**Задание:**
Определите, согласуются ли с отрывком о «Блокадной книге» ниже утверждения (а), (б) и (в). На каждое ответьте «да» или «нет» и дословно приведите решающие слова из отрывка.
(а) В книге при упоминании свидетелей указываются их адреса.
(б) Метафору «большого» и «малого радиусов» авторы книги придумали сами.
(в) Князев писал, что обобщает и объясняет факты своего времени.

**Отрывок для чтения:**
_ _ _
Внимание к локальному стало точкой сборки всей книги. Об этом свидетельствуют самые первые ее предложения, появившиеся в самых ранних черновиках: «У этой правды есть адреса, номера телефонов, фамилии, имена. Она живет в ленинградских квартирах, часто с множеством дверных звонков - надо только нажать нужную кнопку, возле которой значится фамилия, записанная в вашем блокноте» [Адамович, Гранин, 2020, с. 21]. По всей книге при упоминании свидетеля даются их адреса (например: «мы делали свою первую запись, приехав к Марии Гурьяновне Степанчук (ул. Шелгунова, д. 8)» [Адамович, Гранин, 2020, с. 40]. Цитируя воспоминания блокадников, авторы книги намеренно оставляли подробности, связанные с топографией Ленинграда (улицами, реками, мостами, конкретными зданиями) -это добавляло достоверности рассказам блокадников. Аутентичность места, его аура позволяли читателю конца 1970-х гг. соотнести опыт жителей блокадного Ленинграда со своим повседневным опытом.

Одна из ключевых метафор в книге, также отсылающая к локальности - «большой» и «малый радиусы» - была заимствована из дневника Георгия Князева, историка, архивиста и автора блокадного дневника, одного из главных героев второй части «Блокадной книги». Князев в дневнике стремился описать свою частную жизнь и профессиональную деятельность в период больших испытаний: «я ведь пишу не историю моего страшного времени со всем необъятным множеством различных

фактов, не занимаюсь их обобщением, объяснением. Я записываю то, что делается на моем малом радиусе» [Князев, 2009, с. 43].
_ _ _
**Исходные данные:**
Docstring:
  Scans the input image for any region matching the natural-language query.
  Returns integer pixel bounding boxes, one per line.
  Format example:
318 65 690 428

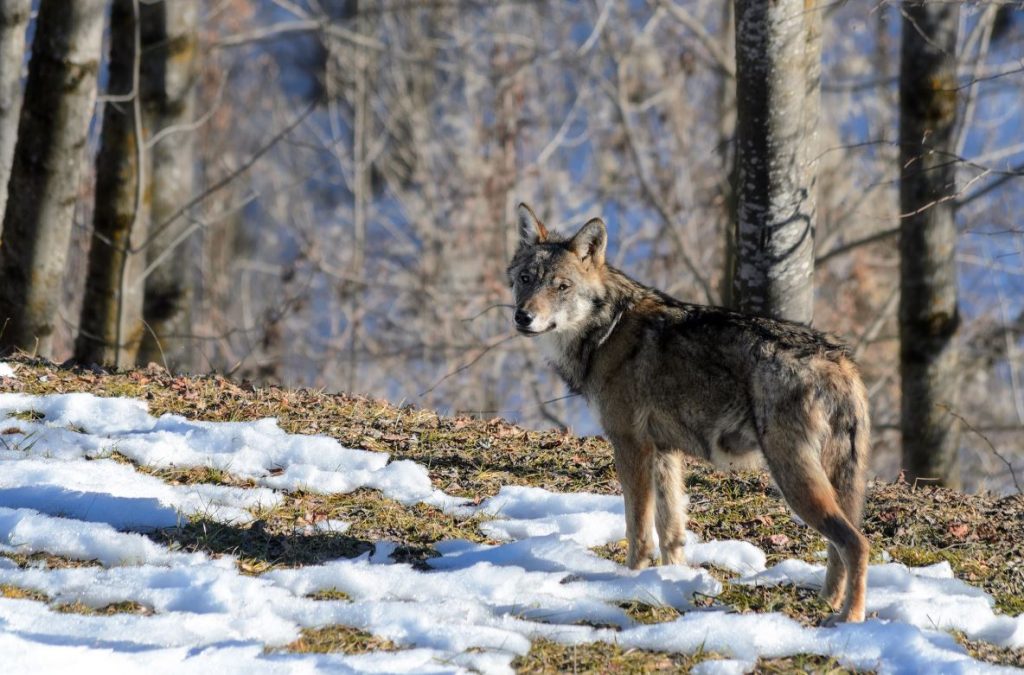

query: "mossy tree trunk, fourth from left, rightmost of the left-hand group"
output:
139 2 199 370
_ _ _
**Ответ ниже:**
(а) Да: «По всей книге при упоминании свидетеля даются их адреса».
(б) Нет: «была заимствована из дневника Георгия Князева».
(в) Нет: «не занимаюсь их обобщением, объяснением».